Exercise input:
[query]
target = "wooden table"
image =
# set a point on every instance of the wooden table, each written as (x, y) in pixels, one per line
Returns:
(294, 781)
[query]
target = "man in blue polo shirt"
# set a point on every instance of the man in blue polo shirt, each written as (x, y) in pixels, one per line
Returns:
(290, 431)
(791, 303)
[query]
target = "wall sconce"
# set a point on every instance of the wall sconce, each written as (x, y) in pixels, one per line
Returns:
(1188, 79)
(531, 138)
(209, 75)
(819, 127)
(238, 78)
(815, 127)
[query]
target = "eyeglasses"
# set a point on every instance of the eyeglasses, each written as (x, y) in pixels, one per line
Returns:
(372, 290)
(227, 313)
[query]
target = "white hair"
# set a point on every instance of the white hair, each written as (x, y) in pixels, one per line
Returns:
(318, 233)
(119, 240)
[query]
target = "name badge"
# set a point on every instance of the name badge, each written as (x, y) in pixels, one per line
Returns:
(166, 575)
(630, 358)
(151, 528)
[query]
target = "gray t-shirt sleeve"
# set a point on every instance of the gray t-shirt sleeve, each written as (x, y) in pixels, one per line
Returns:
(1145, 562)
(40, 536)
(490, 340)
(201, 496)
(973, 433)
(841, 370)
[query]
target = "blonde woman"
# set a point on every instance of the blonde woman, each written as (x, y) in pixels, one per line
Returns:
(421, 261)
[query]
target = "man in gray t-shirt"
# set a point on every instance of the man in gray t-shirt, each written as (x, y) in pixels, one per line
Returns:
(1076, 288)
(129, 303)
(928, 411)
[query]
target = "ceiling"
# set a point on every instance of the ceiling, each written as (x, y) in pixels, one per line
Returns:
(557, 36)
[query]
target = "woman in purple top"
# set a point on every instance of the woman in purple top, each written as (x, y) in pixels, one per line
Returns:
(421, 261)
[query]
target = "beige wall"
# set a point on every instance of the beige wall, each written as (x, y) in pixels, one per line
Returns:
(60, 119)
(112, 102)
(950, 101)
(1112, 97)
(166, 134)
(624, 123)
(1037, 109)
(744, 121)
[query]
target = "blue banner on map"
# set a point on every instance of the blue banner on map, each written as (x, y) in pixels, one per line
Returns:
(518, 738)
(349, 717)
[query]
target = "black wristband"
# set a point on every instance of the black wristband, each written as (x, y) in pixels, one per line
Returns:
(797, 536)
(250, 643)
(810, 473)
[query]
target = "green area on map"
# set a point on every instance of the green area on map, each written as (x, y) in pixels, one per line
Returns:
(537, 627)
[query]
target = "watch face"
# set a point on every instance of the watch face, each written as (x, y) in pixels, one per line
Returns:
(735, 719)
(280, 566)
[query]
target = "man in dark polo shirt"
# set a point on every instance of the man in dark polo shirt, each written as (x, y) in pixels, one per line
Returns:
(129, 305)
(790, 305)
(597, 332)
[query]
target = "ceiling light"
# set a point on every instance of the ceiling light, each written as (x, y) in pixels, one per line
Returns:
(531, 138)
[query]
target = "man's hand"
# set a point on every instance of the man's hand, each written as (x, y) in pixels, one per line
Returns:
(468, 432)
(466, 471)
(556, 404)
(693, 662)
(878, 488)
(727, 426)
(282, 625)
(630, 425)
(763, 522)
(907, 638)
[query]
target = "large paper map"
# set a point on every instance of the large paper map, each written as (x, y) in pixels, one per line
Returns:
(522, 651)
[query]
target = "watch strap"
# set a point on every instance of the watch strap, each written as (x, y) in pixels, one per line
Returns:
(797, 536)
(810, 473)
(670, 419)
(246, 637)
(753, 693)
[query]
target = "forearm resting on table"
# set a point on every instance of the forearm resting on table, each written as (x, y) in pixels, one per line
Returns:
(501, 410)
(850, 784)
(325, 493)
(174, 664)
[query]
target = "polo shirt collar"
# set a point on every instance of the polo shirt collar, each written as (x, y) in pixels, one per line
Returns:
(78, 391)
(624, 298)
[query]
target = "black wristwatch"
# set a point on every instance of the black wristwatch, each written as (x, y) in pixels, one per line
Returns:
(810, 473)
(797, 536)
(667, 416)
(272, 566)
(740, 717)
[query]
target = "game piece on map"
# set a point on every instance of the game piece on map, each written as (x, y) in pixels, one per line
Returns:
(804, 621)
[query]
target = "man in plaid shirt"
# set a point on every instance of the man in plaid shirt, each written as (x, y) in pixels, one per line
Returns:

What you need to do:
Collect every line of the entries above that contains the word "face", treating uppercase and lowercase letters as different.

Task output:
target = "watch face"
# set a point on every instance of the watch face, each written as (x, y) in pixels, one per line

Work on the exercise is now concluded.